◆ AUSGANGSTEXT
——

Im Gegensatz zu vielen europäischen Musikveranstalter:innen und Clubs, die sich nur auf einen Teilbereich konzentrieren, setzen wir seit über 15 Jahren alles daran, beide Szenen abzudecken. Der Musikgeschmack und die Art und Weise, wie sich neuere Generationen mit Musik, Clubbing und Nachtleben beschäftigen, verändern sich rasant. Als Veranstalter:innen versuchen wir ständig, unsere kuratorischen Ambitionen mit dem in Einklang zu bringen, was das Publikum wirklich hören möchte. Hier die richtige Balance zu finden, ist im Moment unsere größte Herausforderung.
Wenn du in der Zeit zurückreisen könntest, welche Tipps würdest du dem jungen Florin geben? Was weißt du jetzt etwas, das dir am Anfang geholfen hätte?
Die Antwort auf diese Frage ist echt schwer. Ich habe mich zum Beispiel ausschließlich auf den jugendlichen Mut und meinen Instinkt verlassen, ohne die Marktlage zu berücksichtigen. Ich denke, ich habe damals den Fehler gemacht, die Dinge nicht sorgfältig zu planen. Auf der anderen Seite ist es aber vielleicht genau das, was mich so weit gebracht hat.
Wie sieht die Zukunft für dich aus?
Man kann sich da nie sicher sein. Manchmal frustriert mich, dass unser CLub doch verhältnismäßig klein ist. Das schränkt uns ein. Ich denke oft darüber nach, wie es wäre, größere Konzerte zu organisieren, vielleicht im Freien oder an größeren Veranstaltungsorten. Ich warte immer noch auf die richtige Gelegenheit, um dies zu verwirklichen.
Wie bist du zu Europavox gekommen? Und was bedeutet das Projekt für dich persönlich?
Im Jahr 2019 zog sich eine der damaligen Partnerorganisationen aus dem Europavox-Projekt zurück. Irgendwie kam der Control Club ins Gespräch, und wir haben uns ein paar Mal unterhalten. Zu dieser Zeit war ich ziemlich skeptisch, was unsere Chancen angeht, denn es gab viele bekannte Musikveranstaltungen in Europa und nur einen verfügbaren Spot. Wir waren echt stolz, als wir erfuhren, dass wir ausgewählt wurden. Für uns war dies ein klares Indiz dafür, dass unsere Bemühungen auch außerhalb Rumäniens anerkannt und gewürdigt wurden. Oder vielleicht hatten wir einfach nur Glück.

——

◆ VORLIEGENDE ZEILEN

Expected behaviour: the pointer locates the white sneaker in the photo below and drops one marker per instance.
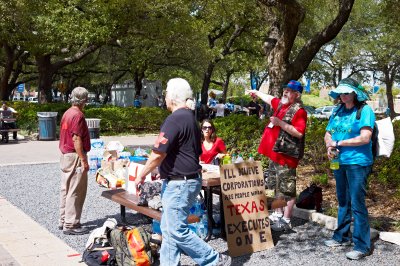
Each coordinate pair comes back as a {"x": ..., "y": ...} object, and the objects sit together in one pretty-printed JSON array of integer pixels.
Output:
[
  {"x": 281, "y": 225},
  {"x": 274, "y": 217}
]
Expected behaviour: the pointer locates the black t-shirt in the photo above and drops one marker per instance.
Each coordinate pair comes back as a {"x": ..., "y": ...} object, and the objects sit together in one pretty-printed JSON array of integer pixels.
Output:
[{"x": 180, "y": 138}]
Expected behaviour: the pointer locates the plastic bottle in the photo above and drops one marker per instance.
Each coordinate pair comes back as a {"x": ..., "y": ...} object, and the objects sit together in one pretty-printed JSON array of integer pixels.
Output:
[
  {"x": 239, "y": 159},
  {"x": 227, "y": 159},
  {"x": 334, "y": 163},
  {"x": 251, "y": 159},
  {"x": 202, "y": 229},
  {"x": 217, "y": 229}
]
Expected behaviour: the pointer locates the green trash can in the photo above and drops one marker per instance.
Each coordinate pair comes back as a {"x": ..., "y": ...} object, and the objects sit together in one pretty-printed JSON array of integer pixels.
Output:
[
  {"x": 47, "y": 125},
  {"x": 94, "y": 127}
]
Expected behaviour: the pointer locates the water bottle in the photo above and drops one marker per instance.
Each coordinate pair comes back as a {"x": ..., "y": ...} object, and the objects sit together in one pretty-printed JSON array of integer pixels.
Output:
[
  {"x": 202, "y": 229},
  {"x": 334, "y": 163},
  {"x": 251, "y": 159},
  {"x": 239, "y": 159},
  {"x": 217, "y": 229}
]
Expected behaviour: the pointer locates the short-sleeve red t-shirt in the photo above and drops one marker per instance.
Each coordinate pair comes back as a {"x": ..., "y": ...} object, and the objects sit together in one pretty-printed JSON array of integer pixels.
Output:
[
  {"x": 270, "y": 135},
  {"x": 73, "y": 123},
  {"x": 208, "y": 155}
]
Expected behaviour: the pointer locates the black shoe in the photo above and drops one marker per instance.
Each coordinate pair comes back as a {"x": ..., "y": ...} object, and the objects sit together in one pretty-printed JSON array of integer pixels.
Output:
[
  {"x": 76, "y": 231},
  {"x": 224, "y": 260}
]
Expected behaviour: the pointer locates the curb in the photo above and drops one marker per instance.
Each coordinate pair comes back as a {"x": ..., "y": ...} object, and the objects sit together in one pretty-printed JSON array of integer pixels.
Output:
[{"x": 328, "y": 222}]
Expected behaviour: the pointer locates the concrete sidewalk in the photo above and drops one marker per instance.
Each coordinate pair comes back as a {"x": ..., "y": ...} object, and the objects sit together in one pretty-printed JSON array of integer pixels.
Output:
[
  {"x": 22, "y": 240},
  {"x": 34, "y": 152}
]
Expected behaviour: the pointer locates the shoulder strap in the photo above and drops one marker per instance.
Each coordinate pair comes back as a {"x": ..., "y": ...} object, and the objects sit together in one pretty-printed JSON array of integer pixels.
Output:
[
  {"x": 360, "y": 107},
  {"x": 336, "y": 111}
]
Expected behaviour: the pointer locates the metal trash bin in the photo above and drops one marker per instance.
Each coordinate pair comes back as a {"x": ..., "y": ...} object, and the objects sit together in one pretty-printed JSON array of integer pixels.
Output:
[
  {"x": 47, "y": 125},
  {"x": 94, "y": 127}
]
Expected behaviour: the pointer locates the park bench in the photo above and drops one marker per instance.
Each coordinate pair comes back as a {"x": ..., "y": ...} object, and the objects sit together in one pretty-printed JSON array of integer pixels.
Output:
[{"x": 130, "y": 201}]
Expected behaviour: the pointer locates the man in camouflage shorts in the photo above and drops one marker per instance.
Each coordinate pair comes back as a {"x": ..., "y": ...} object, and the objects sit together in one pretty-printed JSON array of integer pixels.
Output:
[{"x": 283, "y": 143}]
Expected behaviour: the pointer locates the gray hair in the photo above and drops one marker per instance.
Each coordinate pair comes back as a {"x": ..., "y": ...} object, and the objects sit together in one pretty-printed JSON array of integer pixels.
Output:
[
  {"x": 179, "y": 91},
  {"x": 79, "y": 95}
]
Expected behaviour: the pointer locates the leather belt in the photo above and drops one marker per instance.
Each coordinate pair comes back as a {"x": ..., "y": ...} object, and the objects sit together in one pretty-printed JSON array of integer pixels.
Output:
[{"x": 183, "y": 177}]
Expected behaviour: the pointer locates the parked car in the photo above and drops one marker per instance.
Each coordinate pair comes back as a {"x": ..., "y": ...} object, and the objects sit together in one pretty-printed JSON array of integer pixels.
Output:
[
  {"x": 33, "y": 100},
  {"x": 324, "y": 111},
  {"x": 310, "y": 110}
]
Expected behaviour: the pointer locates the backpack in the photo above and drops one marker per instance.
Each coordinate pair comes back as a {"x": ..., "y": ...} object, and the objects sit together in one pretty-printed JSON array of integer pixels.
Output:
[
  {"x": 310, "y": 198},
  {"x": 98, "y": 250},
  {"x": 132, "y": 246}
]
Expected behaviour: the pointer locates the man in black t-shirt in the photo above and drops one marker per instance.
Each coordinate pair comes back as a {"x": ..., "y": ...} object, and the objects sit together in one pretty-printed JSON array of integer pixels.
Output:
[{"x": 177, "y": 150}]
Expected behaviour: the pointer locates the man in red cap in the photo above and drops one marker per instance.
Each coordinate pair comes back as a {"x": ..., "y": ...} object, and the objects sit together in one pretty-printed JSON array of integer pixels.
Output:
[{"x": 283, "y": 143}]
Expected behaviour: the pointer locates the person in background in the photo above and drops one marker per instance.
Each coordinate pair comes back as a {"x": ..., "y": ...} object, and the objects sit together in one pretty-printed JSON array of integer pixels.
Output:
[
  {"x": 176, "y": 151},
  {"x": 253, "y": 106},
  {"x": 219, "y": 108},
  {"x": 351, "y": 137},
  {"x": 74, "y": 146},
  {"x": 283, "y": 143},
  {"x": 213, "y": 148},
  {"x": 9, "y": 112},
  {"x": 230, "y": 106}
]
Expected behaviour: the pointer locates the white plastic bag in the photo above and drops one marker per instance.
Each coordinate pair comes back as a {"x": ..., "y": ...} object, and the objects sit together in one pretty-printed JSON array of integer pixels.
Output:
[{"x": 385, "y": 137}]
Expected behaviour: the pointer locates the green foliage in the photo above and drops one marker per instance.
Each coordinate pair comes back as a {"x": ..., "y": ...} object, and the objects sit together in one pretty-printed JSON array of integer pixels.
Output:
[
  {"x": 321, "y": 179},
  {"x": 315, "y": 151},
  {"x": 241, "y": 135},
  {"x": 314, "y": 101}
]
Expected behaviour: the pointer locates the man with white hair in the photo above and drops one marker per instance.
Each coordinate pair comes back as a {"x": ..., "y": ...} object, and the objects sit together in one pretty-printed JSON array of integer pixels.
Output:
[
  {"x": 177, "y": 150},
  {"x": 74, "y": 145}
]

——

◆ GESTELLTE AUFGABE 1
In welchem Jahr zog sich laut dem Ausgangstext eine der damaligen Partnerorganisationen aus dem Europavox-Projekt zurück?
◆ GESTELLTE AUFGABE 2
Wählen Sie aus den Zeilen jede aus, die die Zeichenfolge „green“ enthält, wobei Groß- und Kleinschreibung zu beachten ist.

◆ VOLLSTÄNDIGE AUSGABE 1
Im Jahr 2019.

◆ VOLLSTÄNDIGE AUSGABE 2
Expected behaviour: the pointer locates the green trash can in the photo above and drops one marker per instance.
Expected behaviour: the pointer locates the green foliage in the photo above and drops one marker per instance.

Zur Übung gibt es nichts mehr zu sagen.